Set problem:
Copy every line of the data exactly, leaving nothing out.

Records from a data source:
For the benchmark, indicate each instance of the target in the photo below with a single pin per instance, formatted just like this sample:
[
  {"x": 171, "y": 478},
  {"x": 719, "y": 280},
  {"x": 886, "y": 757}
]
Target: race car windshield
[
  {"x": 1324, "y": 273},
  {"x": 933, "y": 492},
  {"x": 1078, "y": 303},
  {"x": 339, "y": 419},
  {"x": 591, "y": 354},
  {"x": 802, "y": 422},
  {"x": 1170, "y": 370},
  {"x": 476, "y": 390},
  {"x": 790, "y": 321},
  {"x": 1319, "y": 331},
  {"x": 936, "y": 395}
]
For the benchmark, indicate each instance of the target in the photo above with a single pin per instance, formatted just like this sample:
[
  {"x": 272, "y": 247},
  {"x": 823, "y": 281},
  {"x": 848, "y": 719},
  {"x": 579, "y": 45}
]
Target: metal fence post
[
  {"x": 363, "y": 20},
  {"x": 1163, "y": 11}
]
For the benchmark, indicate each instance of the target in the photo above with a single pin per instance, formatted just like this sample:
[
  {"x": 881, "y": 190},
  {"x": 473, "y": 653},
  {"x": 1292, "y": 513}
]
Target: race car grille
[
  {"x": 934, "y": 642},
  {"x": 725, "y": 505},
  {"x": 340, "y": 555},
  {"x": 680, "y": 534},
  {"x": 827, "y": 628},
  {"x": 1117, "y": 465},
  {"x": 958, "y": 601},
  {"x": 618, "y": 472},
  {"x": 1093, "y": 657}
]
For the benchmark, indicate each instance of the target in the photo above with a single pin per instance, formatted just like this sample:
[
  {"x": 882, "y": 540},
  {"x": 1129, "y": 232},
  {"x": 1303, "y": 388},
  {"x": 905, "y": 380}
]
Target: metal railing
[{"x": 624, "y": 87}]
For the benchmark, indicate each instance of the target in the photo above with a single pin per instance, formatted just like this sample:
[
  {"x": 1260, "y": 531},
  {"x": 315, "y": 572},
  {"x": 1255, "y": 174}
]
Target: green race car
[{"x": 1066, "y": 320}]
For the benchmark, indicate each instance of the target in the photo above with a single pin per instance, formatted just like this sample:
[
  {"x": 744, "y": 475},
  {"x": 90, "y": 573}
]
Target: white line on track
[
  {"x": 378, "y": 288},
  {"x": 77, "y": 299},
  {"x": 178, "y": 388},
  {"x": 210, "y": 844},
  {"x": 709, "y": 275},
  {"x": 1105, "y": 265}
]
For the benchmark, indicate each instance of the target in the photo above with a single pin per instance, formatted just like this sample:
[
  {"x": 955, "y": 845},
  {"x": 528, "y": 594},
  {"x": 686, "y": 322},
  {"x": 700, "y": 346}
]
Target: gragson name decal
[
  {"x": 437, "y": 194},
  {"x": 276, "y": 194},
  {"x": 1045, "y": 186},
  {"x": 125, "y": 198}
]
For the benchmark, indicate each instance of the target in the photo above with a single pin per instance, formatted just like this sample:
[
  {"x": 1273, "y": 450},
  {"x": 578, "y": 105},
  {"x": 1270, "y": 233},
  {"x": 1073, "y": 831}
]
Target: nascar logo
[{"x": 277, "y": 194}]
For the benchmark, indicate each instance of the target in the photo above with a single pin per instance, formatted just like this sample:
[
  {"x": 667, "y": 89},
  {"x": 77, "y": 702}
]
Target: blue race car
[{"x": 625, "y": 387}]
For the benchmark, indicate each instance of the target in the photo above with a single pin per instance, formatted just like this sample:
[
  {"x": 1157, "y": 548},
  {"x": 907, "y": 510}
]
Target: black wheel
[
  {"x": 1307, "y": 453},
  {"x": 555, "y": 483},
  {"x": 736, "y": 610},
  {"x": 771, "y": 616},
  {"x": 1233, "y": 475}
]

Reply:
For the benchmark, indicate each instance of the target in the photo below with a single pin per instance, formatted just like this sample:
[
  {"x": 171, "y": 478},
  {"x": 719, "y": 280},
  {"x": 886, "y": 757}
]
Target: race car windshield
[
  {"x": 1324, "y": 273},
  {"x": 933, "y": 492},
  {"x": 1078, "y": 303},
  {"x": 339, "y": 419},
  {"x": 591, "y": 354},
  {"x": 802, "y": 422},
  {"x": 1170, "y": 370},
  {"x": 476, "y": 390},
  {"x": 790, "y": 321},
  {"x": 1319, "y": 331},
  {"x": 936, "y": 395}
]
For the benchmark, indicate each instance of the target in the photo above with a single pin per instance, formatted just like this sample:
[
  {"x": 272, "y": 247},
  {"x": 823, "y": 281},
  {"x": 848, "y": 719},
  {"x": 579, "y": 45}
]
Target: metal fence post
[
  {"x": 363, "y": 20},
  {"x": 1163, "y": 11}
]
For the benchmark, indicate each instance of the target in the photo above with a single pin per instance, formatted just like this sample:
[
  {"x": 881, "y": 190},
  {"x": 473, "y": 653},
  {"x": 1292, "y": 513}
]
Target: race car grille
[
  {"x": 934, "y": 642},
  {"x": 725, "y": 505},
  {"x": 340, "y": 555},
  {"x": 680, "y": 534},
  {"x": 827, "y": 628},
  {"x": 1117, "y": 465},
  {"x": 958, "y": 601},
  {"x": 618, "y": 472},
  {"x": 1093, "y": 657}
]
For the benchmark, indicate each instance of the target in the photo above with a single pin per instance, formatted just like this sample:
[
  {"x": 882, "y": 540},
  {"x": 1129, "y": 232},
  {"x": 1303, "y": 388},
  {"x": 905, "y": 380}
]
Target: metal railing
[{"x": 624, "y": 87}]
For the benchmark, indicate each instance of the target in the photo above with a single pin per instance, formatted just like this sample:
[
  {"x": 1260, "y": 531},
  {"x": 315, "y": 572},
  {"x": 1255, "y": 174}
]
Target: green race car
[{"x": 1066, "y": 320}]
For the benchmark, indicate each instance of the target in the photo above with a single pin per instance, formatted just like this sample:
[
  {"x": 744, "y": 475},
  {"x": 90, "y": 573}
]
Target: white line on track
[
  {"x": 378, "y": 288},
  {"x": 77, "y": 299},
  {"x": 178, "y": 388},
  {"x": 210, "y": 844},
  {"x": 709, "y": 275},
  {"x": 1105, "y": 265}
]
For the benchmark, indicate each instance of the target in the photo above with a single pin per instance, formatted just like this sample:
[
  {"x": 955, "y": 845},
  {"x": 528, "y": 594},
  {"x": 686, "y": 322},
  {"x": 700, "y": 346}
]
Target: gragson name decal
[
  {"x": 437, "y": 194},
  {"x": 276, "y": 194},
  {"x": 1045, "y": 186},
  {"x": 125, "y": 198}
]
For the benchmark, indicate each instance of the target in the photo above with a single pin per instance, formatted just like this sample:
[
  {"x": 1273, "y": 450},
  {"x": 578, "y": 105},
  {"x": 1270, "y": 233},
  {"x": 1073, "y": 831}
]
Target: nascar logo
[{"x": 277, "y": 194}]
For the benchmark, indicate each instance of the target in the photo above with a single pin per instance, formatted just like this sample:
[
  {"x": 667, "y": 89},
  {"x": 77, "y": 702}
]
Target: blue race car
[{"x": 625, "y": 387}]
For the benchmark, indicate each instance of the target in the photo above with a single pin per instance, formatted just like this sample:
[
  {"x": 1157, "y": 548},
  {"x": 907, "y": 510}
]
Target: black wheel
[
  {"x": 1307, "y": 453},
  {"x": 555, "y": 483},
  {"x": 736, "y": 610},
  {"x": 771, "y": 616},
  {"x": 1233, "y": 475}
]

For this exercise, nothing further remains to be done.